═══ Text ═══
"You Better Believe It: How the Day-Glo Brothers Survived All The Things I Didn't Know."
Chris Barton Speaks to SCBWI-SWTX Nov.13, 2010 in San Antonio, Texas.
"The Day-Glo Brothers: The True Story of Bob and Joe Switzer's Bright Ideas and Brand-New Colors" Written by Chris Barton, Illustrated by Tony Persiani, and published by Charlesbridge. A 2010 Sibert Honor Book. One of 2009's Best Children's Books By Publishers Weekly,School Library Journal, Kirkus Reviews,The Washington Post, and the Bank Street College of Education. "Shark Vs. Train", written by Chris Barton, illustrated by Tom Lichtenheld, and published by Little Brown Books For Young Readers. A New York Times and Publisher's Weekly Bestseller.One of 2010's Best Children's Books by Publishers Weekly, Kirkus Reviews, and School Library Journal.
"I started writing books almost exactly 10 years ago, when my son was almost 2 years old, I'll tell you how that got started ..."
"As my years of effort to get published accumulated, I began to suspect that it's at least as important to believe in what you're doing as it is to know what you are doing."
The Day-Glo Brothers was Chris Barton's first book, but winning a big award for a debut author is not the only thing that makes the Day-Glo Brothers unique. Chris Barton remembers the exact time and place he got the idea for The Day-Glo Brothers - from an obituary he read August 29, 1997 in the New York Times.
"Robert Switzer, co-inventor of Day-Glo paint, dies at 83."
The idea stuck with him, and then in 2001, when he began thinking about writing children's books, "the Day-Glo story was one of the first that came to mind."
"At that time there were two things that I essentially knew nothing about - Day-Light Fluorescents and Children's Publishing. And those are the qualifications that I brought to the project that would essentially become The Day-Glo Brothers. But the important thing is I believed ..."
Chris wanted to make a picture book featuring Day-Glo colors.
"Before that could happen, I had to have a manuscript, so I set out to write those words and tell the Switzer brothers' story."
Around the summer of 2001, he looked up the names and the cities of relatives, including a surviving brother Fred, and began making phone calls.
"I said 'Hi. My name is Chris Barton, and I'd like to write a children's book about how Bob and Joe Switzer invented Day-Glo.' "
"I figured there were two likely reactions. Enthusiasm, because, you know, who wouldn't like their father or their brother or their husband to be immortalized in a book for young readers?
And caution, because 'Who is this Chris Barton and why can't I find any other books by him?"
Bob and Joe's younger brother Fred (who was at that time in his 70's), Bob's widow Pat, and Joe's first wife Elise (both in their 80's) consented to interview after interview. They sent family photos, newspaper clippings, and a homemade video documentary.
"Later, one of Bob's sons, sent me the original letters of correspondence, not copies, but the actual original materials that the brothers kept in the mid 1930's while they were conducting their first experiments ... These should have been in the Smithsonian, but instead they were with me at Kinkos ..."
By late summer 2001, he had written enough of a draft that he was ready to share it at a critique session with the Austin SCBWI - a 3 page double-spaced manuscript which didn't even get to the point of where the Switzer brothers had first conceived of their invention.
"I didn't know how long a picture book manuscript was supposed to be, and that explains how I wound up submitting to several editors a picture book manuscript that was 6,200 words long."
"There is nothing quite as bone-headed as trying to submit a 6,200 word picture book."
═══
*Exercise 1*. Return the passage of the Day-Glo Brothers talk summary that opens with the words containing "The idea stuck" and closes with "featuring Day-Glo colors.", word for word.
═══ Data for this task ═══
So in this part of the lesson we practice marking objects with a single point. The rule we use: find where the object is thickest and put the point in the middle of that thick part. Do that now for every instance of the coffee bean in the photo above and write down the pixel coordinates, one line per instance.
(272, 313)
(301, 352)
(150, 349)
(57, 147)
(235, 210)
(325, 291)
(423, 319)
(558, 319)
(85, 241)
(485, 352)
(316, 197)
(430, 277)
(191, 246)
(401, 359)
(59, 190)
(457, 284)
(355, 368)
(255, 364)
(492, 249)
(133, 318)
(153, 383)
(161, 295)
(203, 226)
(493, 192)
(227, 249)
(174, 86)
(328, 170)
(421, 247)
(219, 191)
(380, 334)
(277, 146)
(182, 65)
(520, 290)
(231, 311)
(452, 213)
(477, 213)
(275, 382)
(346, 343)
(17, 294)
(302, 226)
═══
*Exercise 2*. Rescale the extracted records by writing out every line again, requests included, with each point coordinate in the answers multiplied by 2.6 and rounded to a whole number, halves rounding up.

*Worked solution 1*.
The idea stuck with him, and then in 2001, when he began thinking about writing children's books, "the Day-Glo story was one of the first that came to mind."
"At that time there were two things that I essentially knew nothing about - Day-Light Fluorescents and Children's Publishing. And those are the qualifications that I brought to the project that would essentially become The Day-Glo Brothers. But the important thing is I believed ..."
Chris wanted to make a picture book featuring Day-Glo colors.

*Worked solution 2*.
So in this part of the lesson we practice marking objects with a single point. The rule we use: find where the object is thickest and put the point in the middle of that thick part. Do that now for every instance of the coffee bean in the photo above and write down the pixel coordinates, one line per instance.
(707, 814)
(783, 915)
(390, 907)
(148, 382)
(611, 546)
(845, 757)
(1100, 829)
(1451, 829)
(221, 627)
(1261, 915)
(822, 512)
(1118, 720)
(497, 640)
(1043, 933)
(153, 494)
(1188, 738)
(923, 957)
(663, 946)
(1279, 647)
(346, 827)
(398, 996)
(419, 767)
(528, 588)
(1282, 499)
(590, 647)
(452, 224)
(853, 442)
(1095, 642)
(569, 497)
(988, 868)
(720, 380)
(473, 169)
(1352, 754)
(601, 809)
(1175, 554)
(1240, 554)
(715, 993)
(900, 892)
(44, 764)
(785, 588)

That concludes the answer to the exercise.